▸ Reading passage
• • • • •
Rerank a list of documents based on semantic similarity to a query.

Parameters:

query (str) – The input query string.
docs (list) –
A list of (LangChain) documents to rerank.

Each document must have a page_content attribute.

Returns:

The input documents sorted by descending relevance to the query.

Return type:

list

euclid.rag.retrievers.redmine_tool.get_redmine_tool(llm: BaseLanguageModel, retriever: VectorStoreRetriever) → Tool#

Return a tool that answers questions using Euclid Consortium Redmine. Uses a language model and vector store retriever, to find and summarize relevant redmine wikis.

Parameters:

llm (BaseLanguageModel) – The language model used to generate answers.
retriever (VectorStoreRetriever) – The retriever for accessing redmine documents.

Returns:

A callable tool that answers questions based on EC redmine.

Return type:

Tool

Data Ingestion#

Ingest Euclid Science Ground Segment Data Product Description Document (DPDD).

This script downloads the DPDD from the Euclid website, processes it, and ingests the data into a FAISS vectorstore for use in the Euclid RAG system.

class euclid.rag.ingestion.ingest_dpdd.EuclidDPDDIngestor(vector_store_dir: Path, dpdd_config_path: Path)#

Bases: object

Downloads and ingests DPDD data into the vector store.

ingest_new_data() → None#

Ingest new data into the vector store.

This method fetches DPDD entries, processes them, and adds them to the vector store, avoiding duplicates based on the ‘source’ metadata field.

Raises:: RuntimeError – If the vector store directory is missing or cannot be created.
Returns:: This function does not return anything; it performs the ingestion.
Return type:: None

euclid.rag.ingestion.ingest_dpdd.main() → None#: Run the ingestion script.

euclid.rag.ingestion.ingest_dpdd.run_dpdd_ingestion(config: dict) → None#

Run the DPDD ingestion process.

Parameters:: config (dict) – Configuration dictionary containing paths and settings.
Raises:: RuntimeError – If the vector store directory is missing or cannot be created.
Returns:: This function does not return anything; it performs the ingestion.
Return type:: None

Ingest publications into a FAISS vector store from the official EC BibTeX. Each paper is embedded immediately after download and deleted afterward.

class euclid.rag.ingestion.ingest_publications.EuclidBibIngestor(index_dir: Path, temp_dir: Path, data_config: dict)#

Bases: object

Downloads and updates the vector store from the Euclid BibTeX file.

update_from_bibtex() → None#: Fetch new BibTeX entries and update the vector store.
• • • • •
▸ Tasks to perform
1. List the name of every function and method (not class) that appears in the Euclid RAG documentation.
2. According to the Euclid RAG documentation, which metadata field does ingest_new_data use to avoid duplicates?
3. Rewrite as a short list the paragraph of the Euclid RAG documentation that begins "Ingest publications into a FAISS vector store".

Stored data entries
• • • • •
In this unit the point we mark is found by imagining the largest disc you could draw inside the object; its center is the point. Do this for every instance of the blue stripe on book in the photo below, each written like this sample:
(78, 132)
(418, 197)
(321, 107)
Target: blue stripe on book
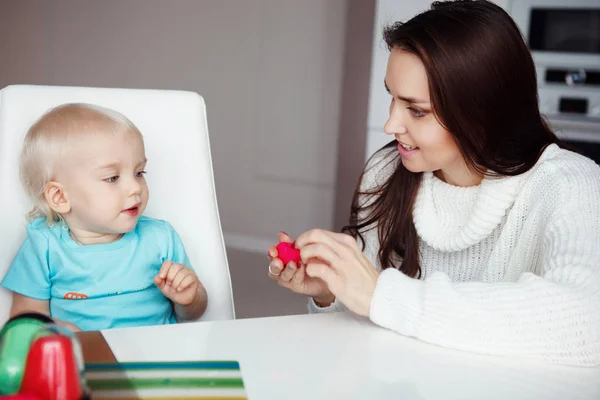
(228, 365)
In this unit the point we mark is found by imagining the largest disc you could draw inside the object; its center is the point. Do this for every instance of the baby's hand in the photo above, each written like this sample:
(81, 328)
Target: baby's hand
(177, 282)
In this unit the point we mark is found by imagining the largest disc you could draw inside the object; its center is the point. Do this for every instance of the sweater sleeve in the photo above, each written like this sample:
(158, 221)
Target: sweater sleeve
(554, 316)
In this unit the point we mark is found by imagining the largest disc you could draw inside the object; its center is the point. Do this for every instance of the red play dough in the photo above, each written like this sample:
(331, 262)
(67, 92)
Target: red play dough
(286, 253)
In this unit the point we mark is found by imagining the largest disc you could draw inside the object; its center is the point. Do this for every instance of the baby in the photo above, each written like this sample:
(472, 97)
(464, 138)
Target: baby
(90, 259)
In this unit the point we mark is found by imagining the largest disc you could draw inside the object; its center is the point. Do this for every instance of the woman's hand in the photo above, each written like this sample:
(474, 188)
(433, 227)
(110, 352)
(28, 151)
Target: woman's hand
(294, 277)
(335, 259)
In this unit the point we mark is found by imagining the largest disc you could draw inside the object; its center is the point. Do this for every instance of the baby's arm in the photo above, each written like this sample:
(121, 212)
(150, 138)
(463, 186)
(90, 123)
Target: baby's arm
(23, 304)
(178, 281)
(196, 308)
(181, 285)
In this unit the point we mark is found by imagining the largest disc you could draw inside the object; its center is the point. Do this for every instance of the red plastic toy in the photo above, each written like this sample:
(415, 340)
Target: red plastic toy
(40, 360)
(287, 252)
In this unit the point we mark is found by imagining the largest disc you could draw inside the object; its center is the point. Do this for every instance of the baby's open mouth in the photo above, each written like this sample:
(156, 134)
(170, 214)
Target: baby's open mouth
(132, 210)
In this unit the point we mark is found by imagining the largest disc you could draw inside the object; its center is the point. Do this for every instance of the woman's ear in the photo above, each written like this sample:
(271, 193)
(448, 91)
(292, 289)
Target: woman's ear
(56, 197)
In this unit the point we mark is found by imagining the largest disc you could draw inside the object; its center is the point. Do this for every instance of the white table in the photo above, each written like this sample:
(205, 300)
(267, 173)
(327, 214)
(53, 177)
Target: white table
(342, 356)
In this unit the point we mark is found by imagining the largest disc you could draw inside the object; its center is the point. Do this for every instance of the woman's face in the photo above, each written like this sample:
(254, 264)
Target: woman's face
(423, 144)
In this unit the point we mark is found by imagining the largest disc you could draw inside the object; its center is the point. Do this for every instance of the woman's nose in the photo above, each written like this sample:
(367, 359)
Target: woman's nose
(395, 124)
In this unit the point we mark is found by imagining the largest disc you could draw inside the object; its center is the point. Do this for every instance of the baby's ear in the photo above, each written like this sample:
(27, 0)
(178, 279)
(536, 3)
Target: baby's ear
(56, 197)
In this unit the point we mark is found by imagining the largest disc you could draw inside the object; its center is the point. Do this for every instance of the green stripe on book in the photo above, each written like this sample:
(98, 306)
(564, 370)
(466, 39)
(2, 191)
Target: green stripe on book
(161, 383)
(163, 365)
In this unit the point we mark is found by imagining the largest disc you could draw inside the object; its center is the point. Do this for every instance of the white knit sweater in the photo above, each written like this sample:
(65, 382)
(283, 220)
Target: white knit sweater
(509, 267)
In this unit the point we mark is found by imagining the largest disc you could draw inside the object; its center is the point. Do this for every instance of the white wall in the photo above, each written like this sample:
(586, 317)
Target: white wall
(387, 12)
(269, 70)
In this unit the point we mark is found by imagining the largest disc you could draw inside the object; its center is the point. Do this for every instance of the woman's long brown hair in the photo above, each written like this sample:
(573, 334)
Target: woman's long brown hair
(483, 90)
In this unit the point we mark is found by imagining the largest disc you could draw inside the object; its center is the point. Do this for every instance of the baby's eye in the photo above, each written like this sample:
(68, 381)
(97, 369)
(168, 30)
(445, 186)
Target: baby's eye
(417, 113)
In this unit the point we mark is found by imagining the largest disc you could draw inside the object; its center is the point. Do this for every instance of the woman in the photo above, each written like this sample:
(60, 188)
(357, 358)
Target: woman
(473, 229)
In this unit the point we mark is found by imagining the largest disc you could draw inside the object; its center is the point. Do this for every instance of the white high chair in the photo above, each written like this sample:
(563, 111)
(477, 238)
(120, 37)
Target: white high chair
(180, 175)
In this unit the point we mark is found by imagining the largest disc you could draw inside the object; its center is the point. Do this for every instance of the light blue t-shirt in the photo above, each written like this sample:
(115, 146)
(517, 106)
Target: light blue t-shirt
(98, 286)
• • • • •
▸ Responses to the tasks
1.
get_redmine_tool
ingest_new_data
main
run_dpdd_ingestion
update_from_bibtex

2. The 'source' metadata field.

3.
- Ingests publications into a FAISS vector store.
- Takes them from the official EC BibTeX.
- Embeds each paper immediately after download, then deletes it.